— Quoted passage —
# # #

We can override the default dummy coding (or, as we shall see, use contrast coding) by using the contrasts() function. The way I like to use this function is to create variables containing the codes that I want to use, and then assign these variables to the variable that I want to add contrasts to by using these variables. This method is slightly long-winded but has the advantage that the variable names for the contrasts you create are used in the output. So, it enables you to set names for your contrasts, which make the output more interpretable.

Let's imagine that instead of comparing each group to the control, you wanted to compare each group to the replace group. The codes we would use to achieve this are in Table 2.

Group <-  c("Control", "Erase", "Replace")
replace_vs_control <- c(1, 0, 0)
replace_vs_erase <- c(0, 1, 0)

knitr::kable(tibble(Group, replace_vs_control, replace_vs_erase), caption = "Table 2: Dummy codes comparing each group to the replace group")

First, we need to create the two dummy variables that relate to columns 2 and 3 of the table. We'll call the first rep_vs_control and the second rep_vs_erase because these names remind us of which groups are being compared by the dummy variable. We can create these variables by executing:

rep_vs_control <- c(1, 0, 0)
rep_vs_erase <- c(0, 1, 0)

We want to use these variables to set contrasts for the variable group. We can do this by executing:

contrasts(memory_tib$group) <- cbind(rep_vs_control, rep_vs_erase)

Let's break this down:

r hint_text("Tip: the contrast function only works on variables that are factors. The variable group in this tutorial has already been converted into a factor, but when you import data files remember to set variables that define groups as factors. There are various different ways to do this including the as_factor() function form the forcats package.")

I don't personally do this for the reason already explained, but if you don't care about setting variable names for the dummy variables, you can set the contrasts in a single command that puts the codes directly into the cbind() function:

contrasts(memory_tib$group) <- cbind(c(1, 0, 0), c(0, 1, 0))

In the code box below set a contrast for the group variable that compares each group to the replace group as just described. Then re-fit the model predicting recall from group. Call the model mem_mod_2 and don't worry about requestioning standardized betas, confidence intervals or plots.

# # #

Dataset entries
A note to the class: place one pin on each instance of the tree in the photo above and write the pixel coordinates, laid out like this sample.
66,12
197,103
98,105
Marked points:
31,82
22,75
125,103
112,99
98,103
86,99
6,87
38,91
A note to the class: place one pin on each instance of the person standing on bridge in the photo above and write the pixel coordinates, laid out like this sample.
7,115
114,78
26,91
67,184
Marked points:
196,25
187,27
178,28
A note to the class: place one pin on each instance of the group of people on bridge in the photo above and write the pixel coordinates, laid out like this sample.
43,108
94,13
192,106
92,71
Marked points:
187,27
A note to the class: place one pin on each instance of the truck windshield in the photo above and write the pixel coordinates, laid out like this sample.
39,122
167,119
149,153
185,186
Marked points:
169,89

# # #

— Task objective —
Summarize the tutorial passage on the contrasts() function in two sentences. The records were drawn from a separate source.

— Solution to the problem —
The contrasts() function can override the default dummy coding, and first storing the codes in named variables is slightly long-winded but makes the output more interpretable because those names appear in it. To compare each group to the replace group, the variables rep_vs_control (1, 0, 0) and rep_vs_erase (0, 1, 0) are created and assigned to memory_tib$group with cbind(), though the codes can instead go directly inside cbind() if naming them does not matter.